DATA EXTRACT Start Marker
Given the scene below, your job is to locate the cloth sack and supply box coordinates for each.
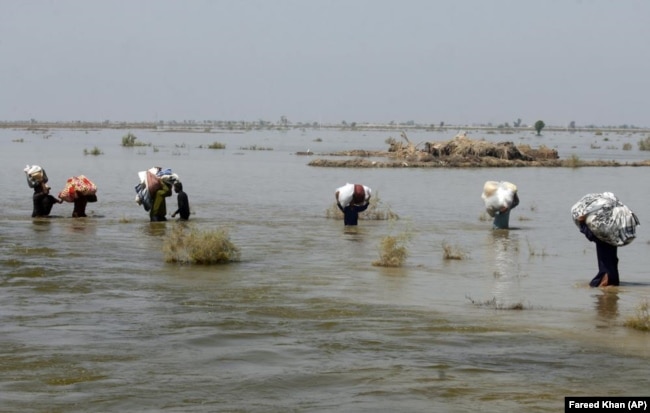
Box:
[571,192,640,247]
[58,175,97,202]
[24,164,49,188]
[336,183,372,207]
[482,181,517,217]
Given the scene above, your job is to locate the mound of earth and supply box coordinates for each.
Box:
[308,132,650,168]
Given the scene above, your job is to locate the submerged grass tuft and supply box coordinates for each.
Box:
[624,300,650,332]
[638,136,650,151]
[442,241,467,260]
[372,231,411,267]
[83,146,103,156]
[466,295,526,310]
[121,132,149,147]
[163,224,240,264]
[206,141,226,149]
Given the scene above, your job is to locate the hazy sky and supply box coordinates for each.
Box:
[2,0,649,126]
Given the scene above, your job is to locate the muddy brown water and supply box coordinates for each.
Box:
[1,127,649,412]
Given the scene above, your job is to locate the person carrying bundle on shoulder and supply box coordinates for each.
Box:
[335,183,371,226]
[571,192,640,287]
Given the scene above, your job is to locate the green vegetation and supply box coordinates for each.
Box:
[206,141,226,149]
[638,136,650,151]
[83,146,103,156]
[534,120,545,136]
[624,300,650,332]
[163,225,240,265]
[121,132,149,147]
[622,142,633,150]
[373,232,411,267]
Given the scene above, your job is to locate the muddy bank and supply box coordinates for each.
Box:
[308,132,650,168]
[308,157,650,168]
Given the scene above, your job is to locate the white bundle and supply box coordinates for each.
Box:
[482,181,517,217]
[335,183,372,208]
[24,164,48,188]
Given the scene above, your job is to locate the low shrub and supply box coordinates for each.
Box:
[121,132,148,147]
[207,141,226,149]
[442,241,467,260]
[83,146,103,156]
[373,232,411,267]
[624,300,650,332]
[638,136,650,151]
[163,225,240,264]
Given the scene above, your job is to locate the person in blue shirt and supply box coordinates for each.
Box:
[492,192,519,229]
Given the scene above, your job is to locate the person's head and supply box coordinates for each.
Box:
[352,184,365,205]
[174,182,183,193]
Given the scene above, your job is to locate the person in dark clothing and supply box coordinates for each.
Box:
[171,182,190,220]
[337,201,369,226]
[32,185,62,217]
[579,216,619,287]
[150,181,172,222]
[72,191,97,217]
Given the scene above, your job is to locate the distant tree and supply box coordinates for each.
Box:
[534,120,545,135]
[568,121,576,129]
[513,118,522,127]
[439,121,444,128]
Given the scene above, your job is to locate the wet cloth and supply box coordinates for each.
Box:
[492,210,511,229]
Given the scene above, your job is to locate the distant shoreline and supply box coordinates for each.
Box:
[1,120,649,134]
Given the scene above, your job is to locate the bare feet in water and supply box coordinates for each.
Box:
[599,273,609,287]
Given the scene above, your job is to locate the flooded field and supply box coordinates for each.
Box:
[1,126,649,412]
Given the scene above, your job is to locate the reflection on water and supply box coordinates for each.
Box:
[1,128,650,412]
[487,229,524,307]
[594,289,620,321]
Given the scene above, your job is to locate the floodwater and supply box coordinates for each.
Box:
[1,126,649,412]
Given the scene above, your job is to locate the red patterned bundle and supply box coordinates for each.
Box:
[58,175,98,202]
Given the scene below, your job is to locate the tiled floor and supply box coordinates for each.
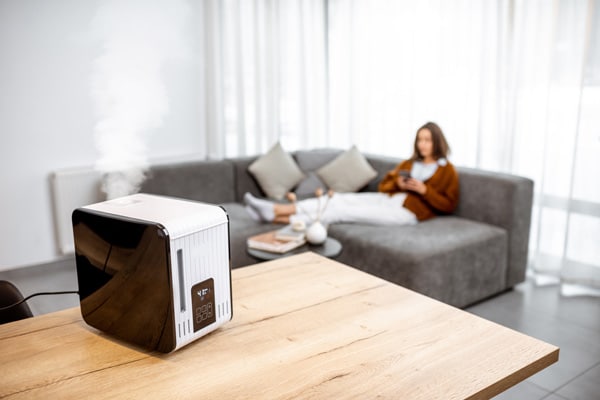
DATA EXTRACT End Marker
> **YOUR ASSIGNMENT**
Whenever a line of the records holds the string "bundle", pick it out and copy it.

> **RESPONSE FOR THIS EXERCISE**
Given the scene above, your job is to locate the person carrying bundle on shoulder and supply box coordinates for each.
Given the scene above, your job is to locate the white bundle and supply box coordinates for each.
Given the scene above, your job is to locate the red patterned bundle and supply box coordinates for each.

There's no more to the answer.